DOCUMENT EXCERPT —
▼

And frankly we are tired of all of the naysayers saying otherwise! They don’t understand us folks with the wild turkey blood and Bear Bryant DNA! But I will try to simplify this for you normal folks, but be warned, it might melt your face off.
- Alabama is taking a pass at going for the federal funds for high speed rail. We are focusing our transportation strategy around this hot new invention called the automobile. Introduced in the U.S. by the Duryea brothers a mere two hundred years ago or so, we really think the automobile is going to be the future! Sure, a side effect of this mode of transportation is that weather men often have to use air quotes around “sunny day” due to all the smog. But the lack of breathable air is a small price to pay for cutting edge technology!
- Our homeland security is second to none! Just this week, our Birmingham police squad responded to a call placed because a shoe box on a picnic table was outside the post office. Following their training, the police exploded the shoe box open to find…..a pair of shoes! Raise the terrorist threat level, Al Qaeda is now attacking us with shoes! And they are cleverly hiding them in shoe boxes! Those fiends!
- When it comes to taxes, we do it best! First, don’t let a county have the ability to determine how to implement its own taxes, do that at the state level so that people with no dog in the fight can have their say. Then, make sure that special interest groups are exempt from paying the given tax. After all, it’s only fair that the doctor’s receptionist pay the tax, not the doctor! Next, when people who are not doctors and such get all uppity about the unfairness of the situation, pass replacement laws but makes sure to tack on something for unrelated pork projects. Finally, when people whine about that, pass a law but don’t follow the rules to make sure that law won’t pass constitutional muster either. Watch lawyers get rich. Yay, we have no money! I for one am nostalgic for the long lines at the courthouse! You get to know people that way, right? Winning.
- When our corporate crooks go to jail (eventually), it can only mean one thing. Yard sale!
- When you lose your party’s primary for the nomination for an Alabama state office, it means you are ready to run for United States President! Just ask Dale Peterson or Roy Moore! Because in Alabama, losing is still winning!
If you fools and trolls still don’t believe Alabama is bitchin’ perfect, then I will make this final point that even terrestrial minds can understand. Last two NCAA college football championships? Right here in Alabama! Duh! Winning!

▲

TASK ITEM — Print the stretch of the Alabama satire from "If you fools" through "Alabama! Duh! Winning!", word for word. The rows come from a separate source unrelated to the Alabama satire.

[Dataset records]
▼

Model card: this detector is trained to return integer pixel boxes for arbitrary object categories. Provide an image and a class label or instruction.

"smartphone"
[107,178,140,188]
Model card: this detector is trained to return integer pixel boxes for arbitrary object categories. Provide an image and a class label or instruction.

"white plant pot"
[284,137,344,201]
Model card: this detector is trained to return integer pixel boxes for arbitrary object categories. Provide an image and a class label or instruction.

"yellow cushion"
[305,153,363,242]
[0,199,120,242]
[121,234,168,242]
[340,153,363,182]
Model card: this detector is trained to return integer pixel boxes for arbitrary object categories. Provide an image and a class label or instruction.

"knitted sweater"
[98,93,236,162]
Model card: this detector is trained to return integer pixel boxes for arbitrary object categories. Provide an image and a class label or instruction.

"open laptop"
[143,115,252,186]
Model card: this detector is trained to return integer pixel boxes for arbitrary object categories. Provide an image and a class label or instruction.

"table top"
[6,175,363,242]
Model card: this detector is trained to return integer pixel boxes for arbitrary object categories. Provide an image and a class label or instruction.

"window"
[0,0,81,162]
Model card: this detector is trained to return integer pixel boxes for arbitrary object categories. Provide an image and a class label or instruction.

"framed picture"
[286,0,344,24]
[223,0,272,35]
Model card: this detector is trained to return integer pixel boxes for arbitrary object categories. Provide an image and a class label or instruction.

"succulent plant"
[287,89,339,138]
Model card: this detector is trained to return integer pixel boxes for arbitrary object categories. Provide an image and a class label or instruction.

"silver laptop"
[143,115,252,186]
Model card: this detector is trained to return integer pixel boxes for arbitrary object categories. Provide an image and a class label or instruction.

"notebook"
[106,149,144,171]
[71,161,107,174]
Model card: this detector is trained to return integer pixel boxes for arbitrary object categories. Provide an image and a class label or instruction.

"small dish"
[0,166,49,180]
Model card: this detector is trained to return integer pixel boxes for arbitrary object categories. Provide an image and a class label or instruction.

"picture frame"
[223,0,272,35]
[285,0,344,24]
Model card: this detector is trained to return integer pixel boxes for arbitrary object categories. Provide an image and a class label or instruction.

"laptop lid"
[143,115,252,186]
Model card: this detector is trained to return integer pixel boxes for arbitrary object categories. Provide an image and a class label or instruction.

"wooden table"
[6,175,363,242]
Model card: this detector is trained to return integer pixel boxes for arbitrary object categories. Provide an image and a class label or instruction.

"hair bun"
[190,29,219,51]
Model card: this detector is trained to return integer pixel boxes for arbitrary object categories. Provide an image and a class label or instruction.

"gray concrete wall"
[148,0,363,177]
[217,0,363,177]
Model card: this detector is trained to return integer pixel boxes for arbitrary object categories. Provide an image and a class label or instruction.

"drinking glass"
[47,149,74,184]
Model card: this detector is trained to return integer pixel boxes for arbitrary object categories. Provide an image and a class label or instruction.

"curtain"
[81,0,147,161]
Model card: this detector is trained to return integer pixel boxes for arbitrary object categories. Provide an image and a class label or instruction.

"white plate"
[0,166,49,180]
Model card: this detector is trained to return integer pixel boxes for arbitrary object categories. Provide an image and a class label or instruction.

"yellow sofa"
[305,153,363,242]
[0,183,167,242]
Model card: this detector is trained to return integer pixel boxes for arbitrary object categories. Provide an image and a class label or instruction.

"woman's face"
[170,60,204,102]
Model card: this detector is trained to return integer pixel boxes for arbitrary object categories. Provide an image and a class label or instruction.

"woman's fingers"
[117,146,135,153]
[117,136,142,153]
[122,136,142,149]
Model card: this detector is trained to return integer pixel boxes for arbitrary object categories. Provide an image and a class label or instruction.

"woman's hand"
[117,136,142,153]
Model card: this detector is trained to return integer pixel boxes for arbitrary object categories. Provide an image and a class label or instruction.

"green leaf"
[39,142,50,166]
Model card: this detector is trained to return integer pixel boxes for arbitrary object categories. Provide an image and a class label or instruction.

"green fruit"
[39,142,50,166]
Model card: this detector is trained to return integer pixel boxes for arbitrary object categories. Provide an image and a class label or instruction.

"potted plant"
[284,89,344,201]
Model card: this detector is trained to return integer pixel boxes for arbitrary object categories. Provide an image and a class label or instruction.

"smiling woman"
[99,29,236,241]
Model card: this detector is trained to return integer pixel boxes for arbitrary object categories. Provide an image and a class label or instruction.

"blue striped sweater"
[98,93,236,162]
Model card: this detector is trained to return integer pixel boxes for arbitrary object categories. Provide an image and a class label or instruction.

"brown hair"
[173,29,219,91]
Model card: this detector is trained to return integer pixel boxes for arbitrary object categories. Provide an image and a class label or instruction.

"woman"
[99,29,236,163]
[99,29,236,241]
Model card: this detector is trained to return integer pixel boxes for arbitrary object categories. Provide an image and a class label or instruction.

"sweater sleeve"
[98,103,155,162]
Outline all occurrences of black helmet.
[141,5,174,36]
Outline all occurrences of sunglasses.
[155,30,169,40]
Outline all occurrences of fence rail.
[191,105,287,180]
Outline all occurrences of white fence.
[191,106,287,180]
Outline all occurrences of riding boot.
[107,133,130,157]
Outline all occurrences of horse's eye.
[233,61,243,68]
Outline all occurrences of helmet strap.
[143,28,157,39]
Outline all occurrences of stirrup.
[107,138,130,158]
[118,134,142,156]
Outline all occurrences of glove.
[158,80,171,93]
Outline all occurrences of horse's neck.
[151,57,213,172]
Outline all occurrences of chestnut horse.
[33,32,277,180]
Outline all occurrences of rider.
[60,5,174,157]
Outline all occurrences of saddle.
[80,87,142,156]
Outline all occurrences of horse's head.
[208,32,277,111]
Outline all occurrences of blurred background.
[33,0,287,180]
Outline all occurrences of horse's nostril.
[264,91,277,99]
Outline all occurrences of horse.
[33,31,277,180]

▲

YOUR SOLUTION —
If you fools and trolls still don’t believe Alabama is bitchin’ perfect, then I will make this final point that even terrestrial minds can understand. Last two NCAA college football championships? Right here in Alabama! Duh! Winning!